§ Text shown:
*** Begin section ***

There are still businesses like M&J Europe, which employs 28 engineers with an average salary of £50,000.

Director Mike Garland said: “I’ve seen Tredegar from the days when it was a very, very good town.

“You had the Tredegar works from the National Coal Board when everyone was employed, to a time when, I’m afraid, everyone was allowed to be unemployed, claim invalidity for whatever reason – the cheapest way of making sure we were not on the unemployment scale.

“We have now got a situation where we can fetch those people back into the fold. There is work. We can have work, but we need support.”

His company started with customers in the steel industry but it has adapted to serve the food industry and pharmaceuticals.

Before coronavirus, Mr Garland planned to take on 30 people. He still hopes he can do this later in the summer.

“What I am trying all the time to tell everyone [in government] is we need manufacturing. Without manufacturing we are just going to be a second-rate country.”


Do we say perhaps we should shut up shop and look for a paid job and go down that line?

Chris Morgan and his family run Morgan’s Cafe in the town centre.

It is currently only offering take-away meals three days a week but can usually sit 45 people at a time.

He says even after lockdown is lifted restaurants, cafes and pubs will not be able to serve the number of customers they need to pay the overheads.

“As optimistic as we try to be, and we try to think we can come back from this, the reality is, if the money is not coming through the door you can’t keep your business open,” he said.

“Landlords want their money, they are not being greedy, they have still got to live themselves.”

Mandy Moore


We always seem to come back from it, but it’s getting harder and harder every time.

Mandy Moore, a local councillor, remains optimistic as the town had been attracting private sector investment in new shops and pubs.

But she also acknowledges its vulnerability.

“The low wages are down to people who can’t access the proper jobs. If they do have jobs, they have got to travel to them. It is very, very rare to get a bus after 6 o’clock, or before 7 or 8 in the morning. How can people go to work?”

*** End section ***

§ Data records:
*** Begin section ***

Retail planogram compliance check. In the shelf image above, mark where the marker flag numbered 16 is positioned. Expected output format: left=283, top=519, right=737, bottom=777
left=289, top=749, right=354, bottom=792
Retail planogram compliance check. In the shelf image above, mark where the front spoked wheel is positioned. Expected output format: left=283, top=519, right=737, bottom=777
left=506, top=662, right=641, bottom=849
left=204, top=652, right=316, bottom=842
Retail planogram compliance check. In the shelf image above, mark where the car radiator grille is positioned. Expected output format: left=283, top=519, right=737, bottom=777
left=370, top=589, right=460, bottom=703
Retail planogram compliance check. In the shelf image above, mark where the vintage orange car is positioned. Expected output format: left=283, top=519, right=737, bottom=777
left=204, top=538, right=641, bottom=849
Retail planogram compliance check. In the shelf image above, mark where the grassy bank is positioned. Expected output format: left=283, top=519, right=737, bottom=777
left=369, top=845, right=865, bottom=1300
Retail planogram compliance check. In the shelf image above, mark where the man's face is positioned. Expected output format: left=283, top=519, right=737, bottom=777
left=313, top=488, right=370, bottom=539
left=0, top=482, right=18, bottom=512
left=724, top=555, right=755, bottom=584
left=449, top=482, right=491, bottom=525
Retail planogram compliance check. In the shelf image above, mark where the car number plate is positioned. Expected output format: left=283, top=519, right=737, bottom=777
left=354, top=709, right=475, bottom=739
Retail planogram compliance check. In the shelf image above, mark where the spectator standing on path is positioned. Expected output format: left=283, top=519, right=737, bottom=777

*** End section ***

Translate this sentence from the text about Tredegar into Spanish: "Chris Morgan and his family run Morgan’s Cafe in the town centre." Work only from the text about Tredegar.

§ Solution to the exercise: Chris Morgan y su familia regentan Morgan’s Cafe en el centro de la localidad.